:: GIVEN INSTRUCTION ::
Reproduce the listing below verbatim.

:: ENTRIES SUPPLIED ::

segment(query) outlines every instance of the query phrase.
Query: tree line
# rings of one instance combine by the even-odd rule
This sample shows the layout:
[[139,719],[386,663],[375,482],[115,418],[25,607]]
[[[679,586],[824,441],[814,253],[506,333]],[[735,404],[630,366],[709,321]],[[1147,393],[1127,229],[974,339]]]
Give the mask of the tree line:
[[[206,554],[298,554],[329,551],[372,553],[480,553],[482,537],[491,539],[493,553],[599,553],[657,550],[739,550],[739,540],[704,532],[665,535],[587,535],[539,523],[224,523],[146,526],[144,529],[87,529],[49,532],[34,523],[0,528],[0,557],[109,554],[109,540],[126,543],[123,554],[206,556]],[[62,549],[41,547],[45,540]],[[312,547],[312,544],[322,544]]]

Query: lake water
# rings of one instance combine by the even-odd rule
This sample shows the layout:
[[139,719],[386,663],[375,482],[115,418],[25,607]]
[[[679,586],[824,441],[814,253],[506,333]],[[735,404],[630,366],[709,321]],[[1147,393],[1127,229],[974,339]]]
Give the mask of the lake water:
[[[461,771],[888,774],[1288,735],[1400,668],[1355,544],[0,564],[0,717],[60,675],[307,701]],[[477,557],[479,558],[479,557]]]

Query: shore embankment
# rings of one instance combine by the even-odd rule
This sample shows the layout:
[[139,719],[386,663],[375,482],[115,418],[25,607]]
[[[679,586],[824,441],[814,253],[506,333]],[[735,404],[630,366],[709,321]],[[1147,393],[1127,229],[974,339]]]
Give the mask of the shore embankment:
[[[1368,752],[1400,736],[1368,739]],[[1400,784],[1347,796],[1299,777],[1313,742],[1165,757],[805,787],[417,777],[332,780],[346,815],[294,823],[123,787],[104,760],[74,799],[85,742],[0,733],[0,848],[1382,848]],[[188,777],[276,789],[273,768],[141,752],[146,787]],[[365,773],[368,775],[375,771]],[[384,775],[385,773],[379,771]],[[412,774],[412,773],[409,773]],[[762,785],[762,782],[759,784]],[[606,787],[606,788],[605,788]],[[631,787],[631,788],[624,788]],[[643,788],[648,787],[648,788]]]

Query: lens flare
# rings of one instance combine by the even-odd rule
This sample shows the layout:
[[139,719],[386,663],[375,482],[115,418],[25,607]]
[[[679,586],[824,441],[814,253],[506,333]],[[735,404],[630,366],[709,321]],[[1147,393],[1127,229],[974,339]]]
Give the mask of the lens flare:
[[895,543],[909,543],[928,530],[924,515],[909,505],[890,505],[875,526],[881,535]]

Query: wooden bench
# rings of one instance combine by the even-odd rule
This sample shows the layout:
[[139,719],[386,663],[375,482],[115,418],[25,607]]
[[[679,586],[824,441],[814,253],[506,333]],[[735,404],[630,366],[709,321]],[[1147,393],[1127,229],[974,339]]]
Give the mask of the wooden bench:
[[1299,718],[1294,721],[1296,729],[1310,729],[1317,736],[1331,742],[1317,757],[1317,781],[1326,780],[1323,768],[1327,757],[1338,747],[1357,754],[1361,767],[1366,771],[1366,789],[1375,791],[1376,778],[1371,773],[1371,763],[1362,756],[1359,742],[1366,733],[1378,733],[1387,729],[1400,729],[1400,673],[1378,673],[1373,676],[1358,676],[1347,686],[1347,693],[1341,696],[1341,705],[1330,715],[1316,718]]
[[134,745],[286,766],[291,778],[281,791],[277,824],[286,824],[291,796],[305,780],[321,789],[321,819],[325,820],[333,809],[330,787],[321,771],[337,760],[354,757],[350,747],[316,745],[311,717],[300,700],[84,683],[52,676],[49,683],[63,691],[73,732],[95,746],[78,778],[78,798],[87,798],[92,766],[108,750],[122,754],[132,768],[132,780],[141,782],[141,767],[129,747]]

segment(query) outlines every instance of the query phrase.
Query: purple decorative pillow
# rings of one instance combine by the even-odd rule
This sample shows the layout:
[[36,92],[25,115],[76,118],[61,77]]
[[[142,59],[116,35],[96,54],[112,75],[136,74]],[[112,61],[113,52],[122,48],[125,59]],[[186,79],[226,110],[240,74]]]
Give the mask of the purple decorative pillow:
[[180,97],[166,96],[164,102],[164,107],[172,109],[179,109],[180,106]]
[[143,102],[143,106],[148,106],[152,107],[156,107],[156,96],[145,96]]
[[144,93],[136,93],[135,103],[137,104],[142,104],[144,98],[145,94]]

:: COMPLETE ANSWER ::
segment(query) outlines every instance of the query phrase.
Query: tree line
# rings of one instance combine by the even-odd rule
This sample shows the layout:
[[139,719],[386,663],[375,482],[115,418],[25,607]]
[[[679,586],[824,441],[814,253],[506,333]],[[735,404],[630,366],[709,321]],[[1147,393],[1127,229],[974,339]]]
Give the mask of the tree line:
[[[206,554],[298,554],[329,551],[372,553],[480,553],[482,537],[491,539],[493,553],[599,553],[657,550],[739,550],[739,540],[704,532],[665,535],[587,535],[539,523],[224,523],[146,526],[144,529],[87,529],[49,532],[34,523],[0,528],[0,557],[109,554],[109,540],[126,543],[123,554],[206,556]],[[62,549],[41,547],[45,540]],[[312,547],[312,544],[322,544]]]

Query: lake water
# rings of one instance combine by the even-odd rule
This sample shows the layout:
[[139,719],[386,663],[375,482],[115,418],[25,607]]
[[[679,586],[824,441],[814,253],[506,333]],[[735,404],[630,366],[709,321]],[[1147,393],[1127,229],[974,339]]]
Give the mask of the lake water:
[[[461,771],[888,774],[1288,735],[1400,668],[1355,544],[0,564],[0,717],[60,675],[307,701]],[[477,557],[479,558],[479,557]]]

Query: shore embankment
# rings of one instance combine by the even-odd rule
This sample shows the layout:
[[139,719],[386,663],[375,482],[115,418],[25,607]]
[[[679,586],[824,441],[814,253],[506,333]],[[735,404],[630,366],[709,321]],[[1147,393],[1127,229],[974,339]]]
Give the mask of the shore embankment:
[[[1368,752],[1400,736],[1368,739]],[[1400,784],[1347,796],[1299,777],[1313,742],[1165,757],[805,787],[417,777],[332,780],[346,815],[294,823],[123,787],[104,760],[74,799],[85,742],[0,733],[0,848],[1382,848]],[[188,777],[276,789],[273,768],[141,752],[146,787]],[[365,773],[368,775],[375,771]],[[384,775],[385,773],[379,771]],[[412,774],[412,773],[409,773]],[[762,785],[762,782],[759,784]],[[606,787],[606,788],[605,788]],[[631,787],[631,788],[624,788]],[[643,788],[648,787],[648,788]]]

Query: lens flare
# rings of one instance combine by the even-odd rule
This sample shows the layout:
[[139,719],[386,663],[375,482],[115,418],[25,607]]
[[[679,586],[824,441],[814,253],[506,333]],[[735,404],[630,366],[709,321]],[[1147,393],[1127,229],[974,339]]]
Give the mask of the lens flare:
[[895,543],[909,543],[928,530],[924,515],[909,505],[890,505],[875,526],[881,535]]

Query: wooden bench
# rings of one instance combine by the even-odd rule
This sample shows the layout:
[[139,719],[386,663],[375,482],[115,418],[25,607]]
[[[679,586],[824,441],[814,253],[506,333]],[[735,404],[630,366],[709,321]],[[1147,393],[1127,229],[974,339]]]
Give the mask of the wooden bench:
[[1299,718],[1294,721],[1296,729],[1310,729],[1317,736],[1331,742],[1317,757],[1317,781],[1326,780],[1323,768],[1327,757],[1338,747],[1357,754],[1361,767],[1366,771],[1366,789],[1375,791],[1376,778],[1371,773],[1371,763],[1362,756],[1359,742],[1366,733],[1378,733],[1387,729],[1400,729],[1400,673],[1378,673],[1373,676],[1358,676],[1347,686],[1347,693],[1341,696],[1341,705],[1330,715],[1316,718]]
[[134,745],[286,766],[291,778],[281,791],[277,824],[286,824],[291,796],[305,780],[321,789],[321,819],[325,820],[333,809],[330,787],[321,771],[337,760],[354,757],[350,747],[316,745],[311,717],[300,700],[84,683],[52,676],[49,683],[63,691],[73,732],[95,746],[78,778],[78,798],[87,798],[92,766],[108,750],[122,754],[132,768],[132,780],[141,782],[141,767],[129,747]]

segment(query) outlines every instance of the query phrase.
Query: purple decorative pillow
# rings of one instance combine by the even-odd rule
This sample shows the layout:
[[36,92],[25,115],[76,118],[61,77]]
[[[142,59],[116,35],[96,54],[112,75],[136,74]],[[112,61],[113,52],[122,48],[125,59]],[[186,79],[226,110],[240,74]]]
Give the mask of the purple decorative pillow:
[[180,97],[166,96],[164,102],[164,107],[172,109],[179,109],[180,106]]
[[143,102],[143,106],[148,106],[152,107],[156,107],[156,96],[145,96]]
[[144,93],[136,93],[135,103],[137,104],[142,104],[144,98],[145,94]]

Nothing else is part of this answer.